§ QUOTED TEXT:
..............................
Once he started teething and I knew he could chew the necks, no more grinding meat.

By the time he was 5 months we switched to 2 meals a day and then for bone I added turkey necks and alternate between that and chicken.

Check for Raw feeding groups on Yahoo, that's how I found the local CoOp. Very affordable though when you buy in bulk once every other month or so you'll spend a few hours bagging everything into individual portions.

There are many who say the dogs don't need the veggies or fruits but I give them as snacks as well and they can't hurt. We see a holistic vet and he totally supports the diet.

Good Luck.


----------



## volcano (Jan 14, 2013)

dog food uses carcases dried up,ground into powder. Then they add vitamins to replace lost nutritional value. So to cover my bases I feed raw but also include a meal of yogurt,pumpkin, and vitamin supplements.


----------



## David Taggart (Nov 25, 2012)

I don't think anybody ever estimated that. Our skeleton is the heaviest part of the body, bones are much heavier than muscles or fat. Buy lamb steaks, beef on the bone, whole chiken, whole rabbit ( remove leg and arm bones, clavicles and shoulder blades, they are dangerous ) - the visual mass of the bone to the visual mass of the meat should be circa 1 to 4, like in the body.
..............................
§ ITEMS:
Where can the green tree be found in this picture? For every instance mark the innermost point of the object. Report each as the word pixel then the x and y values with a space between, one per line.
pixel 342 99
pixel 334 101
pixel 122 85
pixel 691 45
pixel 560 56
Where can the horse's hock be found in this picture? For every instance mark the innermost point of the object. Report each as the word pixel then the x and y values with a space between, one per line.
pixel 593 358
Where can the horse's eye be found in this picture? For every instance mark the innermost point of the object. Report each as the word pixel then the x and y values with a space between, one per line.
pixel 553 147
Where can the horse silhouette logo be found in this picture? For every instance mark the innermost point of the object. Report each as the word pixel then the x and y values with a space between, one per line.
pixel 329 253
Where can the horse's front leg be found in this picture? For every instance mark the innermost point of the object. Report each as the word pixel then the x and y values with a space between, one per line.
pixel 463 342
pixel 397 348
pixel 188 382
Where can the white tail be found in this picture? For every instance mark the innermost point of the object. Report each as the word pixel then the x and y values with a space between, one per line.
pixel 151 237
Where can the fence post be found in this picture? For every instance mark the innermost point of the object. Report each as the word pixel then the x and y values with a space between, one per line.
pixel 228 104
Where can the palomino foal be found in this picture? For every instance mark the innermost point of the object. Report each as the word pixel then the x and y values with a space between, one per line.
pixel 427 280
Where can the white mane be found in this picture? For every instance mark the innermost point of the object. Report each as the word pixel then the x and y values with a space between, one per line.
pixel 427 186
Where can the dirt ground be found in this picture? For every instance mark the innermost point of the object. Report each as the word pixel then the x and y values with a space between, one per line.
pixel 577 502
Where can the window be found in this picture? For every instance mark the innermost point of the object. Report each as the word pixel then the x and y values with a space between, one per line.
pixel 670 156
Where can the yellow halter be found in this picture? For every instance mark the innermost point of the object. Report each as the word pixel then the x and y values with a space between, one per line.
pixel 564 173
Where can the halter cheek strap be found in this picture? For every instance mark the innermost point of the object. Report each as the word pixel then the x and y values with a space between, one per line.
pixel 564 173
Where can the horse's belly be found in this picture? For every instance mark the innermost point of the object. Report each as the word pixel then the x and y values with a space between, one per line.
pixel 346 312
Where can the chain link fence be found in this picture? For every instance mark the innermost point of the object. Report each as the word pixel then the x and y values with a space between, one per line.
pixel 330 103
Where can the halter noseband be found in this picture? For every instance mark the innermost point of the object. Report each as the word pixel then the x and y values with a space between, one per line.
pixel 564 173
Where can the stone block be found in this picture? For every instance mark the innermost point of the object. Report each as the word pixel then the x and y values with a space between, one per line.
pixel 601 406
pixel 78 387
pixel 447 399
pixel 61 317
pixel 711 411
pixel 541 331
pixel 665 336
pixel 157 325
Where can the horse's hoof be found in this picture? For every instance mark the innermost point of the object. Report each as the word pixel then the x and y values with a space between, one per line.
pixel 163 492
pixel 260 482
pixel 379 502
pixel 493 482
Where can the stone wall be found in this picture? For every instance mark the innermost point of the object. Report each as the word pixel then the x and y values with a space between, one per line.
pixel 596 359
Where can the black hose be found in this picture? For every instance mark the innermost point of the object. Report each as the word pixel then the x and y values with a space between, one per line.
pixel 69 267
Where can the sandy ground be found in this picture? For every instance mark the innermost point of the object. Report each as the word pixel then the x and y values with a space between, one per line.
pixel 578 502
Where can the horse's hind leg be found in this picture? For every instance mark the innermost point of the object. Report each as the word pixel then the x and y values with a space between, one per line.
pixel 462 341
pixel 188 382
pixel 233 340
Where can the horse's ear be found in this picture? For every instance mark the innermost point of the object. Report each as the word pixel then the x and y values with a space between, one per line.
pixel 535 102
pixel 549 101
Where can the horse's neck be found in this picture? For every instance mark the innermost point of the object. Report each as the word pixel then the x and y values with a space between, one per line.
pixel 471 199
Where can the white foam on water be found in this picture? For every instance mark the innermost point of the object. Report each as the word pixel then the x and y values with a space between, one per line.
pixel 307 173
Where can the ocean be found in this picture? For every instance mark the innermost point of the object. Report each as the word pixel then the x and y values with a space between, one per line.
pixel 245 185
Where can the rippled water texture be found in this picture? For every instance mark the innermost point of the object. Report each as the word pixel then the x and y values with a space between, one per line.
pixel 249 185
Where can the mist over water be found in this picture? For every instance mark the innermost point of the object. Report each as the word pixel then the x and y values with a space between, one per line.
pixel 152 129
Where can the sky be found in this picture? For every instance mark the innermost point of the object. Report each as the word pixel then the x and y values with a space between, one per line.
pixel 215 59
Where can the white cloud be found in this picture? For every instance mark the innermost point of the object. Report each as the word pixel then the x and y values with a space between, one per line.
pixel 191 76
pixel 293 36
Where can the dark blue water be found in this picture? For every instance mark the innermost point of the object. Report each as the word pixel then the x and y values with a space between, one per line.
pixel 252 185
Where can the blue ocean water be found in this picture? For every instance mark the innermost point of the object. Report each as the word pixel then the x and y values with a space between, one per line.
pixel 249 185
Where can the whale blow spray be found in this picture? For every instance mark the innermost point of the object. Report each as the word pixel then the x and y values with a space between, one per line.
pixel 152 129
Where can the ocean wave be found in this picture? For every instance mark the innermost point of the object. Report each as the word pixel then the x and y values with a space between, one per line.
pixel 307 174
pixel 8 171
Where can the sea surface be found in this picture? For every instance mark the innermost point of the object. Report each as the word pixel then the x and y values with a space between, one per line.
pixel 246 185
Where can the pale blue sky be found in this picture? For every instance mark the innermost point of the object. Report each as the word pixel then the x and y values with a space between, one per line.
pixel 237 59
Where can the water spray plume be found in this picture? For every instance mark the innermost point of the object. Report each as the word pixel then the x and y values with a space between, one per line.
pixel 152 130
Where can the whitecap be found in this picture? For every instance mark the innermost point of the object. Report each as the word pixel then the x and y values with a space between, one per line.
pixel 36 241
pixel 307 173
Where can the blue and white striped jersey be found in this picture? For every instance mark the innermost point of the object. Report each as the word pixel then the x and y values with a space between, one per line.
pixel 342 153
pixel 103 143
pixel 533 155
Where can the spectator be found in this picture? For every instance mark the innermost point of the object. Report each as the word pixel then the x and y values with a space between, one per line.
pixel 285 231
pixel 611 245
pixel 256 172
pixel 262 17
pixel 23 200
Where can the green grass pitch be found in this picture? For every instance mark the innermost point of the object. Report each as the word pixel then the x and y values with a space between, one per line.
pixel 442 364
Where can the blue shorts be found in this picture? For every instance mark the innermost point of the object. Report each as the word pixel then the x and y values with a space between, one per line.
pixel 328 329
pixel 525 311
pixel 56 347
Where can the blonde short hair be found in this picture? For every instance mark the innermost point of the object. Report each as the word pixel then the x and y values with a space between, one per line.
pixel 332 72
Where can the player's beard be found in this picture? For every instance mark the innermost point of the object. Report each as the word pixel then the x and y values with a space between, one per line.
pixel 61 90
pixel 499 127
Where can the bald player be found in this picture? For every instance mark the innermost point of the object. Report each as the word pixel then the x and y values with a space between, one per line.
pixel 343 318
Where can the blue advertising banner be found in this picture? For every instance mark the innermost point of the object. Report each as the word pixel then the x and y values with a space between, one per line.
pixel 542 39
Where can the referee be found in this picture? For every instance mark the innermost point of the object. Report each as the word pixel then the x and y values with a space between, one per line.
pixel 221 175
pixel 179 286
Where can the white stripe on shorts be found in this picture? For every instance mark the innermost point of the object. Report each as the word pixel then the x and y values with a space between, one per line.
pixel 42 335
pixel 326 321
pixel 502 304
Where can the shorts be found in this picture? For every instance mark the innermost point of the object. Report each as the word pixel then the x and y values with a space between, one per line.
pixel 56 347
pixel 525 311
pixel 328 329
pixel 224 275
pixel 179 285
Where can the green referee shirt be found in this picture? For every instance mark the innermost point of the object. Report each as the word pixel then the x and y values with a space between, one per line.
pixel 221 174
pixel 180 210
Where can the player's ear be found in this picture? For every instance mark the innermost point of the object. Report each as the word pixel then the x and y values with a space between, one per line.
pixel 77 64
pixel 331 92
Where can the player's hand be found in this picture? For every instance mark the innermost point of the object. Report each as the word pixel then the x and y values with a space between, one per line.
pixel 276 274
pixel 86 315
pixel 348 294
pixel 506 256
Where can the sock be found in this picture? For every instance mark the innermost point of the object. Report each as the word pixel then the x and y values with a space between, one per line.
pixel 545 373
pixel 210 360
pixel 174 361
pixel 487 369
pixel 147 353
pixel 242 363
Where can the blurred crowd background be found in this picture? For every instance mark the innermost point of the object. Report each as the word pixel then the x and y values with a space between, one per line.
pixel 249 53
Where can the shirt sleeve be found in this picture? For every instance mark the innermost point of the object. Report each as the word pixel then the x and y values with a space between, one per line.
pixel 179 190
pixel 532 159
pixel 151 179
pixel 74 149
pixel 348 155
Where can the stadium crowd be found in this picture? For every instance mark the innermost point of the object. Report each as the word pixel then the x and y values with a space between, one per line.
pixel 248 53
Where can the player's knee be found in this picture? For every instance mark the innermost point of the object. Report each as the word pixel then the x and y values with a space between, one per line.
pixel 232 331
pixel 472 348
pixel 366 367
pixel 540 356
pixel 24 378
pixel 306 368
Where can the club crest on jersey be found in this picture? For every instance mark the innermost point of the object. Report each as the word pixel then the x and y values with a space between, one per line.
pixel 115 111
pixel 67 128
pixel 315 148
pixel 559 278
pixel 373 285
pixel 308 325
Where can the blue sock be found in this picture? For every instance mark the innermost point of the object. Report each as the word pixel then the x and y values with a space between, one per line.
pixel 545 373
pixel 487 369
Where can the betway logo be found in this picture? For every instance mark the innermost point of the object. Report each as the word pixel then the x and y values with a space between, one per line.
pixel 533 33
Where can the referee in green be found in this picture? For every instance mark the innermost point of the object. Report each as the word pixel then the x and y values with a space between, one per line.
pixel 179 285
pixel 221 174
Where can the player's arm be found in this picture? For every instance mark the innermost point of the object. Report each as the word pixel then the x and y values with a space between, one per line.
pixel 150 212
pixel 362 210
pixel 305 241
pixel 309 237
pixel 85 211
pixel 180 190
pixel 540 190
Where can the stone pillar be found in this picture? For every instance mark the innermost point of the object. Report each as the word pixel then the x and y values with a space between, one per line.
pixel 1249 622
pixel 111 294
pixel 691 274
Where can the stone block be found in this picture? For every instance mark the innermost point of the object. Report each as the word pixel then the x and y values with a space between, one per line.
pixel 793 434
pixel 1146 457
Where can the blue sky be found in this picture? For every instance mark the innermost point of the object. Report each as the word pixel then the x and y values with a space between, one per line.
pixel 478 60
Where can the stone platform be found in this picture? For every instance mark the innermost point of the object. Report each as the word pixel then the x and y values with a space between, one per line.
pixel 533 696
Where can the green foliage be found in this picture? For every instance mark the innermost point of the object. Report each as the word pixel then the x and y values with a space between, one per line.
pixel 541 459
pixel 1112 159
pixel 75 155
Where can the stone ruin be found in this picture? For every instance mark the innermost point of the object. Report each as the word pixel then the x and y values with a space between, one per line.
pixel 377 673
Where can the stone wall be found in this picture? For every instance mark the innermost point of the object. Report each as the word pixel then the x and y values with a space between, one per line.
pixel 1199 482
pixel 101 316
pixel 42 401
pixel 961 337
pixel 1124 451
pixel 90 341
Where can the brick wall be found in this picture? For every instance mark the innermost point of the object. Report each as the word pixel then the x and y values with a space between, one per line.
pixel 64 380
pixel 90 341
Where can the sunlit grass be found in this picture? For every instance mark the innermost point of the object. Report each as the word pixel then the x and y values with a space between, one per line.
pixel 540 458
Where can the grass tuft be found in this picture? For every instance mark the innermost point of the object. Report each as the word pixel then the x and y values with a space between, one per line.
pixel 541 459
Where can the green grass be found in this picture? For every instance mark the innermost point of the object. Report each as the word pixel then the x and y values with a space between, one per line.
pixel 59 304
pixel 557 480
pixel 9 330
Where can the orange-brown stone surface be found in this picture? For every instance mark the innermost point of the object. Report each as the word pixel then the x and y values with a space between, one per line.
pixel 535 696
..............................
§ WORK INSTRUCTIONS:
a: Answer these questions using the raw feeding thread above, one line per answer, marked (i), (ii), (iii):
(i) At what age did the first poster switch the dog to 2 meals a day?
(ii) What does volcano include in a meal besides the raw food?
(iii) What ratio of visual bone mass to visual meat mass does David Taggart recommend?
b: List every bone that David Taggart's post in the raw feeding thread above says to remove because it is dangerous.
c: Reproduce word for word the part of the raw feeding thread above that opens with the words containing "## volcano (Jan" and closes with "in the body.".

§ ANSWER LIST:
a:
(i) 5 months
(ii) Yogurt, pumpkin, and vitamin supplements
(iii) Circa 1 to 4

b: Leg bones, arm bones, clavicles, shoulder blades

c:
## volcano (Jan 14, 2013)

dog food uses carcases dried up,ground into powder. Then they add vitamins to replace lost nutritional value. So to cover my bases I feed raw but also include a meal of yogurt,pumpkin, and vitamin supplements.


----------



## David Taggart (Nov 25, 2012)

I don't think anybody ever estimated that. Our skeleton is the heaviest part of the body, bones are much heavier than muscles or fat. Buy lamb steaks, beef on the bone, whole chiken, whole rabbit ( remove leg and arm bones, clavicles and shoulder blades, they are dangerous ) - the visual mass of the bone to the visual mass of the meat should be circa 1 to 4, like in the body.